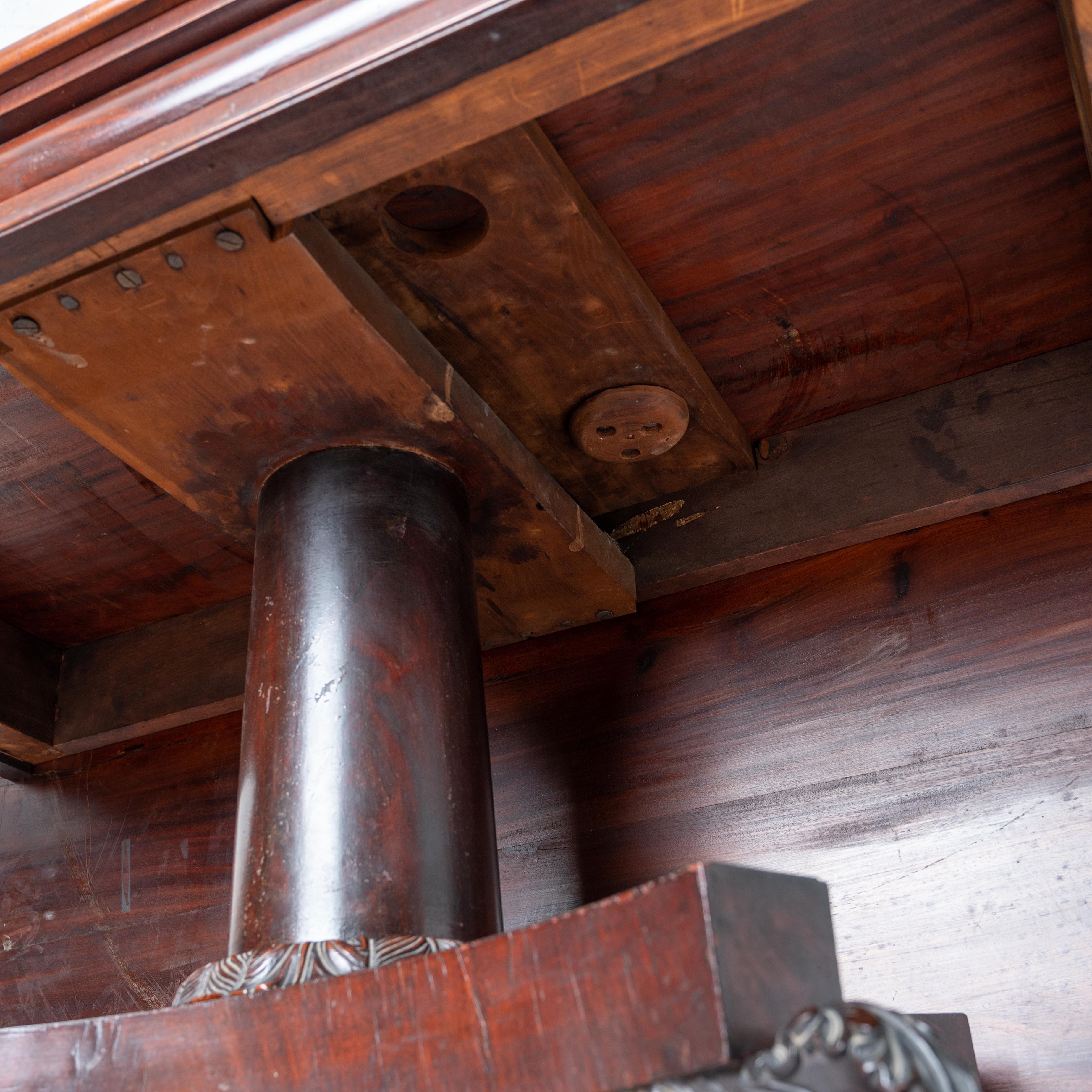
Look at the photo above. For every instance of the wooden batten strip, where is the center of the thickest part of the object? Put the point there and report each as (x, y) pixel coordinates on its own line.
(1001, 436)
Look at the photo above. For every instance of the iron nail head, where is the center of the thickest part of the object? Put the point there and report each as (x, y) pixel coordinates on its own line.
(230, 241)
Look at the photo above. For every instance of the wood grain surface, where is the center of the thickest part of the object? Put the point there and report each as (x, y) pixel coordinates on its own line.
(968, 446)
(1076, 20)
(123, 58)
(541, 314)
(851, 203)
(90, 548)
(176, 672)
(465, 87)
(209, 377)
(83, 30)
(614, 995)
(908, 720)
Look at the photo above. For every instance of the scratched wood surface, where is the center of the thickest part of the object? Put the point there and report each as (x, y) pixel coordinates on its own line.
(210, 375)
(908, 720)
(89, 548)
(541, 313)
(851, 203)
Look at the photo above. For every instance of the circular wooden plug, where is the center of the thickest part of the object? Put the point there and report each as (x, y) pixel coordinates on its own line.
(630, 424)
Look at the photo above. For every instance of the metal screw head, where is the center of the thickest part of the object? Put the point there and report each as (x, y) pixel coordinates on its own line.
(128, 279)
(230, 241)
(772, 447)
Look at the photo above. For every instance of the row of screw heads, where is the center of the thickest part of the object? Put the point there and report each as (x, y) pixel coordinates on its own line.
(128, 279)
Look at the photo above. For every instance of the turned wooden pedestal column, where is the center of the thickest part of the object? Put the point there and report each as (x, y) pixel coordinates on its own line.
(365, 794)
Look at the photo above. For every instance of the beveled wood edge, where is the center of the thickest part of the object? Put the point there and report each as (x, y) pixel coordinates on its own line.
(603, 55)
(1077, 58)
(75, 34)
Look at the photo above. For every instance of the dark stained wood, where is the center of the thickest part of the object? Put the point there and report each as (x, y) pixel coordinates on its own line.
(964, 447)
(30, 671)
(908, 720)
(78, 33)
(615, 995)
(156, 821)
(541, 313)
(852, 203)
(967, 447)
(315, 141)
(124, 58)
(365, 803)
(1076, 20)
(172, 673)
(284, 348)
(89, 548)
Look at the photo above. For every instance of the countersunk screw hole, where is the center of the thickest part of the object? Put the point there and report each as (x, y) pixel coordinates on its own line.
(129, 279)
(230, 241)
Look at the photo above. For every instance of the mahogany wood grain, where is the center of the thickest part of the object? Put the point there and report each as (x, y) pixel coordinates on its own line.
(970, 446)
(1076, 20)
(89, 548)
(852, 203)
(405, 109)
(285, 348)
(612, 996)
(173, 673)
(964, 447)
(126, 57)
(365, 802)
(542, 313)
(78, 33)
(30, 673)
(908, 719)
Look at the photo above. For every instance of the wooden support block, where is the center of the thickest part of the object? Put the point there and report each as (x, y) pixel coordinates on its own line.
(539, 308)
(30, 670)
(656, 982)
(991, 439)
(160, 676)
(209, 374)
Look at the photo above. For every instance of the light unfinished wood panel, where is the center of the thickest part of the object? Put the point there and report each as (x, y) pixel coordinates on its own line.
(541, 313)
(208, 377)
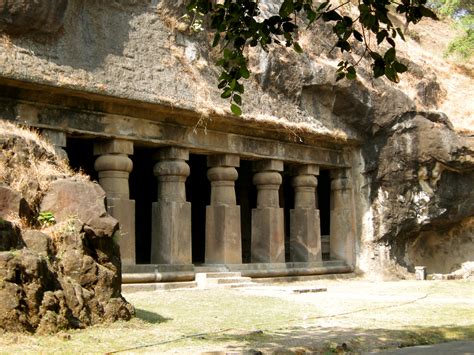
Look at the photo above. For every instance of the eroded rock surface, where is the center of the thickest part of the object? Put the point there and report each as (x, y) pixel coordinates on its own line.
(23, 16)
(62, 273)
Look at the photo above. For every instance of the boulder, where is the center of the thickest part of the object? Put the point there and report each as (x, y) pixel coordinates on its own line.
(73, 197)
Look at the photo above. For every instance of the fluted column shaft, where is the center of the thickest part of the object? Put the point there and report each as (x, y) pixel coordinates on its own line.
(305, 230)
(268, 238)
(223, 233)
(171, 213)
(114, 167)
(342, 227)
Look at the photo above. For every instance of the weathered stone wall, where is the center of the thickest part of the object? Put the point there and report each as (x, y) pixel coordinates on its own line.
(411, 172)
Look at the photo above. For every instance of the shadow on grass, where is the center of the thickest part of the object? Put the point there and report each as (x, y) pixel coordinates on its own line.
(318, 339)
(150, 317)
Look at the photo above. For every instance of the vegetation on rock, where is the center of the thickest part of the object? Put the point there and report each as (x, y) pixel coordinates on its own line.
(239, 24)
(59, 265)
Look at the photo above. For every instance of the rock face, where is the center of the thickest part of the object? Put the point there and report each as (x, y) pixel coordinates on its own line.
(22, 16)
(57, 274)
(421, 175)
(412, 172)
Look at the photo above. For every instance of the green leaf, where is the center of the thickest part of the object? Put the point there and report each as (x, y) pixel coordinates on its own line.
(217, 38)
(331, 16)
(297, 48)
(399, 31)
(237, 99)
(244, 72)
(391, 74)
(428, 13)
(226, 94)
(351, 73)
(322, 6)
(399, 67)
(357, 35)
(381, 36)
(236, 110)
(286, 8)
(390, 55)
(340, 76)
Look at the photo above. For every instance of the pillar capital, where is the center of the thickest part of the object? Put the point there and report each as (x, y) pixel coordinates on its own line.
(113, 146)
(230, 160)
(341, 179)
(268, 165)
(171, 213)
(55, 137)
(307, 169)
(114, 167)
(172, 153)
(223, 233)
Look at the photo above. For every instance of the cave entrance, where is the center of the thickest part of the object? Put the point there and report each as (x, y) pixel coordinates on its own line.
(246, 194)
(323, 204)
(143, 189)
(80, 152)
(198, 192)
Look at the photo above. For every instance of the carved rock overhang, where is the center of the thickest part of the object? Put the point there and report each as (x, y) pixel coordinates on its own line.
(90, 115)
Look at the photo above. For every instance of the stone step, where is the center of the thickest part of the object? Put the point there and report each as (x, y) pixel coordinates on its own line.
(158, 286)
(223, 275)
(228, 280)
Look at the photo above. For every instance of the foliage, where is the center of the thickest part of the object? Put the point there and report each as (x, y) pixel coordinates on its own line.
(46, 218)
(238, 24)
(462, 11)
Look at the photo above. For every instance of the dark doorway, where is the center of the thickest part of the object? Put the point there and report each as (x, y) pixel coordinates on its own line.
(247, 200)
(81, 156)
(143, 189)
(323, 200)
(287, 202)
(198, 192)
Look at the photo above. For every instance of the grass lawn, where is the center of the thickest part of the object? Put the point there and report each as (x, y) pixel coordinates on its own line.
(356, 315)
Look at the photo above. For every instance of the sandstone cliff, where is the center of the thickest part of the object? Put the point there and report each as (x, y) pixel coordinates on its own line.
(412, 163)
(59, 265)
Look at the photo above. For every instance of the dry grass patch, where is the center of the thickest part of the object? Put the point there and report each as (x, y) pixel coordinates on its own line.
(363, 315)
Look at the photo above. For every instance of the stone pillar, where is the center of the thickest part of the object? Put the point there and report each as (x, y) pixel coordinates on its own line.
(114, 167)
(305, 230)
(342, 227)
(268, 234)
(223, 235)
(171, 214)
(58, 139)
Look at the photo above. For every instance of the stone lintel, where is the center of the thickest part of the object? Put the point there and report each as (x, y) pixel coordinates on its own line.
(114, 146)
(268, 165)
(156, 132)
(173, 153)
(57, 138)
(216, 160)
(306, 169)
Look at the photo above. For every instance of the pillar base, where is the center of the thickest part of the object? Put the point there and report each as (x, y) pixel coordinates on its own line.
(124, 211)
(305, 235)
(223, 237)
(268, 235)
(171, 233)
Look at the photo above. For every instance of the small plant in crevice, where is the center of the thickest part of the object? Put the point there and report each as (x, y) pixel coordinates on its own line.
(46, 219)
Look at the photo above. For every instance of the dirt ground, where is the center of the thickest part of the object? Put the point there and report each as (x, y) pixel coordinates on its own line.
(344, 316)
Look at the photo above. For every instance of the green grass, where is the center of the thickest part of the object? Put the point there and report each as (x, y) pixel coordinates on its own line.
(361, 314)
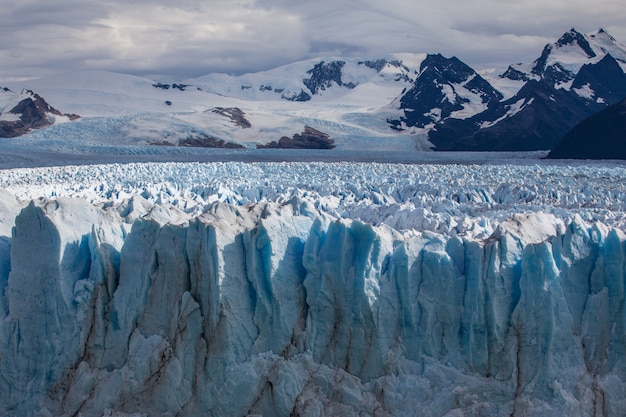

→ **Short task**
Reproduce every one of the records above word for word, omitting the pictures.

→ **Final result**
Look at the photo above. For every instance of the wooden batten strip, where is the center of the thickest part of the object? Put the point there and report each as (x, y) pixel coordinates on its own line.
(1001, 436)
Look at the photo above. For every instance of the iron nail head, where is the center of the thickest part of the object? Put the point there and report each as (x, y) pixel coordinates on its own line.
(230, 241)
Look at the photo above. For every instance of the wood grain surface, where is the center of the thickest part of the object? Put the point there and report each as (x, y) pixel coordinates on its own line.
(968, 446)
(1076, 20)
(123, 58)
(541, 314)
(851, 203)
(90, 548)
(176, 672)
(465, 87)
(209, 377)
(83, 30)
(614, 995)
(908, 720)
Look at the photo above. For every instance of the scratched wood surface, where is the center of the thickest part of the object? Put the point there and report each as (x, y) pixel coordinates on its own line.
(210, 375)
(908, 720)
(89, 548)
(541, 313)
(851, 203)
Look at the photo above. For every instance of the circular wooden plug, where is the center of the thickest part of the object? Put the point there and report each as (x, y) pixel coordinates on its own line.
(630, 424)
Look at the photo above. For every instance of the metal screw head, where is the center of the thickest part of the object? Put the point there and report each as (x, y) pixel coordinates on its own line.
(128, 279)
(230, 241)
(772, 447)
Look at the photo above. For every instance of the row of screw heads, where is the center of the thickest part of the object? Put the point there and report each as (x, y) pixel coordinates on its own line.
(128, 279)
Look at the photo above. For every instance of the turned wooden pedestal column, where is the center of the thickest part of the object? Put the point there and report each as (x, y) pixel coordinates on its own line.
(365, 794)
Look at the photo above. For every instance of the beveled wood edge, where is the center of the thickest part of the object? Put the point there and report each as (x, y) pixel coordinates on its own line.
(603, 55)
(1077, 58)
(75, 34)
Look at the photo above. For every instance of the dark stained wood, where is the center of the thickest part of the object? Put the point there and report each as (x, y) pixel coordinates on its own line.
(964, 447)
(30, 671)
(908, 720)
(78, 33)
(615, 995)
(156, 821)
(541, 313)
(852, 203)
(967, 447)
(315, 141)
(124, 58)
(365, 803)
(1076, 20)
(172, 673)
(284, 348)
(89, 548)
Look at the photo above. For every instance of the countersunk screw hole, where is the center of the thickest part of the object? Put the point there and report each as (x, y) pixel coordinates on its own line.
(129, 279)
(230, 241)
Look at the photo above. For every instance of the mahogany wood grain, where is the center of the thickest part of the object? Put the point there and report each as (x, y) pixel coordinates on its own line.
(970, 446)
(1076, 20)
(89, 548)
(852, 203)
(405, 109)
(285, 348)
(612, 996)
(173, 673)
(964, 447)
(126, 57)
(365, 802)
(542, 313)
(78, 33)
(30, 673)
(908, 719)
Look at the photo above. For every instance of the wooden support block, where is the center of the thickest part of the object? Put the point there and report each as (x, y) pixel coordinates on its own line.
(539, 308)
(30, 670)
(656, 982)
(991, 439)
(160, 676)
(209, 374)
Look at the photo above. For every instance of the light unfinished wood panel, where is the center of the thickest part of the object? Put the point there and report each as (x, y) pixel coordinates on its own line.
(541, 313)
(208, 377)
Look at the photo above. For every instance of the eroded rock surface, where is the center of the thickest part of the object? Put the point there and report each as (x, y) pixel coordinates on its own line.
(23, 16)
(62, 273)
Look at the photo above. For every instance of the boulder, where is the center of the thickest part of the object? Put the point there and report each as (x, y) pixel coordinates on its own line.
(73, 197)
Look at the photo above. For every instance of the fluted column shaft, where is the center of the thickest part of the object? Put the point there and report each as (x, y) pixel coordinates on its own line.
(305, 230)
(268, 238)
(223, 233)
(171, 213)
(114, 167)
(342, 227)
Look at the photo above. For every instance of the weathered stone wall, where is the center of the thickest part of the object? Put the point there and report each as (x, y) pixel coordinates on its own line.
(411, 172)
Look at the photo above. For every instance of the shadow on grass, where is the center of the thickest part of the object? Put the point there and report each as (x, y) pixel coordinates on its own line.
(318, 339)
(150, 317)
Look at the photo above. For every instance of the vegetation on rock, where is the center of the thickest part of the object? Put the point there and report each as (x, y) pixel coordinates on its own line.
(239, 24)
(59, 265)
Look at the photo above. For every instance of the rock face, where is the center of the thickest part of the object? Put the point there and report each as (x, y) pixel coordinates on its own line.
(22, 16)
(57, 274)
(421, 175)
(412, 172)
Look at the photo above. For every instance of the green leaf, where is the center of the thickest part of the object? Put the point there and report each as (x, y) pixel coordinates on its own line.
(217, 38)
(331, 16)
(297, 48)
(399, 31)
(237, 99)
(244, 72)
(391, 74)
(428, 13)
(226, 94)
(351, 73)
(322, 6)
(399, 67)
(357, 35)
(381, 36)
(236, 110)
(286, 8)
(390, 55)
(340, 76)
Look at the photo above. For every instance of the pillar capital, where is the center of the thickest part of the object? Put the point there and report each as (x, y) pixel coordinates on its own line.
(113, 146)
(230, 160)
(341, 179)
(268, 165)
(171, 213)
(55, 137)
(307, 169)
(114, 167)
(172, 153)
(223, 233)
Look at the photo above. For every instance of the cave entrance, where is the center of the thickest part of the object? Put the point there and report each as (x, y) pixel coordinates on its own line.
(246, 194)
(323, 204)
(143, 189)
(80, 152)
(198, 192)
Look at the photo above. For every instance of the carved rock overhang, where is the center of the thickest part of the object? Put the point there and report each as (x, y) pixel coordinates on its own line.
(90, 115)
Look at the photo above. For every instance of the stone step, where is the center of the thickest part of the object? Put the point there and report each as (x, y) pixel coordinates on its own line.
(158, 286)
(223, 275)
(228, 280)
Look at the photo above. For every instance of the foliage, where is the center of the thickest part of the object? Put the point there and report each as (x, y) pixel coordinates on its own line.
(46, 218)
(238, 24)
(462, 11)
Look at the photo above. For every instance of the dark doorway, where is the center of the thickest part of the object? Put the point there and report each as (x, y) pixel coordinates on its own line.
(247, 200)
(81, 156)
(143, 189)
(323, 200)
(287, 202)
(198, 192)
Look at the photo above. For every instance of the grass lawn, where is the center of the thickest part of the object? Put the point there and report each as (x, y) pixel coordinates on its own line.
(356, 315)
Look at the photo above. For every instance of the sandstone cliff, where is the center of the thickest part of the object? Put the point there and report each as (x, y) pixel coordinates on its own line.
(412, 163)
(59, 265)
Look at the photo above. For every instance of the dry grass patch, where is the center of the thickest part of the object? Put the point there and report each as (x, y) pixel coordinates on its own line.
(363, 315)
Look at the photo above. For every instance of the stone pillar, where is the center of the thickest part of the object? Put the point there and report each as (x, y) pixel coordinates on its own line.
(114, 167)
(305, 230)
(342, 227)
(268, 234)
(223, 235)
(171, 214)
(58, 139)
Look at the photo above. For every instance of the stone lintel, where is the center of the thickest part of the object? Put the point there and report each as (x, y) pixel coordinates on its own line.
(114, 146)
(268, 165)
(156, 132)
(173, 153)
(57, 138)
(216, 160)
(306, 169)
Look at the photo above. For every instance of the pillar base, where is the center of the thickest part of the object? Put the point there and report each as (x, y) pixel coordinates on its own line.
(124, 211)
(305, 235)
(223, 237)
(268, 235)
(171, 233)
Look at the photo above. For every instance of the small plant in crevice, where is the center of the thickest part of the object? Put the point there and report each as (x, y) pixel coordinates on its own line.
(46, 219)
Look at the photo above. For every instance of the dirt ground, where is the center of the thickest part of the object? Put the point there and report each as (x, y) pixel coordinates on its own line.
(344, 316)
Look at the photo above. For every instance of the green grass, where is the center of the thickest part of the object? Put the point there and report each as (x, y) pixel coordinates on its own line.
(361, 314)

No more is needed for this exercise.